◆ Brief: Shift every number in the answer outlines by adding 107, including the viewBox values and all path coordinates, but leave the requests and their sample outlines unchanged. Reproduce every line of the records below with the requests included, and omit the pictures.

[Records in a dataset]
+===+

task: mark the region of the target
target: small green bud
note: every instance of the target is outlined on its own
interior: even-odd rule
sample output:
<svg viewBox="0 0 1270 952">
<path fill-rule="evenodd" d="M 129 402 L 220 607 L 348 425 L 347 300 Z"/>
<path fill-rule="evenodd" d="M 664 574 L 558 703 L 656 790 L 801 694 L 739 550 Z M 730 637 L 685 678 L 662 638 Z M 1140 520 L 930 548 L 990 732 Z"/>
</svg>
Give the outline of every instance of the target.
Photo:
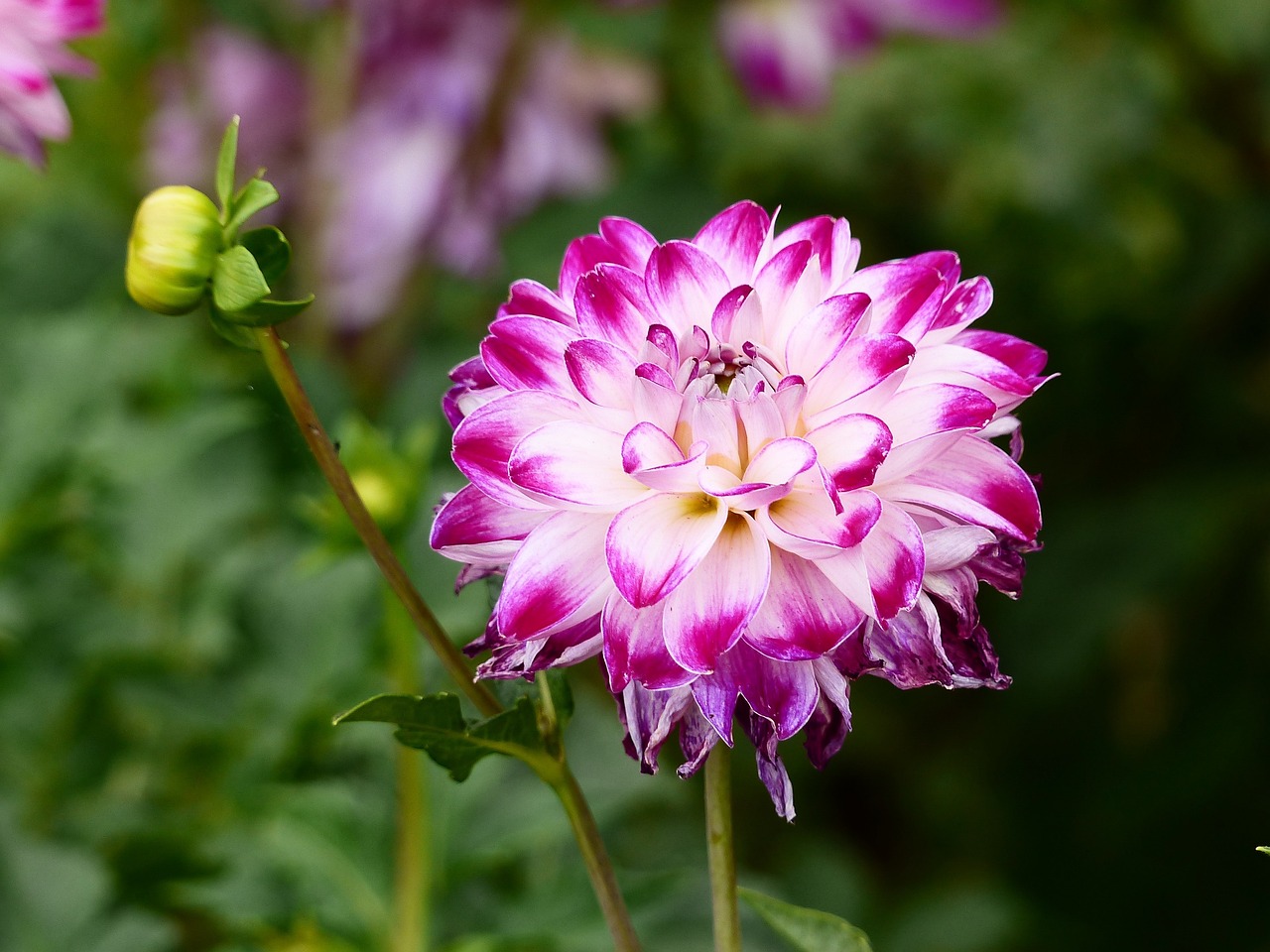
<svg viewBox="0 0 1270 952">
<path fill-rule="evenodd" d="M 165 185 L 137 207 L 124 277 L 132 300 L 157 314 L 188 314 L 203 300 L 221 250 L 212 199 L 188 185 Z"/>
</svg>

+===+

◆ Exercise result:
task: mark the region of the target
target: small green bud
note: every instance of the target is outlined on its own
interior: even-odd rule
sample output:
<svg viewBox="0 0 1270 952">
<path fill-rule="evenodd" d="M 129 402 L 220 607 L 348 425 L 347 300 Z"/>
<path fill-rule="evenodd" d="M 664 574 L 558 703 L 656 790 L 801 694 L 739 550 Z M 730 637 L 685 678 L 662 638 Z M 1140 520 L 930 548 L 990 732 Z"/>
</svg>
Give the outline of every instance of the target.
Photo:
<svg viewBox="107 107 1377 1059">
<path fill-rule="evenodd" d="M 272 292 L 244 314 L 231 384 L 239 407 L 264 421 L 295 421 L 310 407 L 328 357 L 319 306 L 295 292 Z"/>
</svg>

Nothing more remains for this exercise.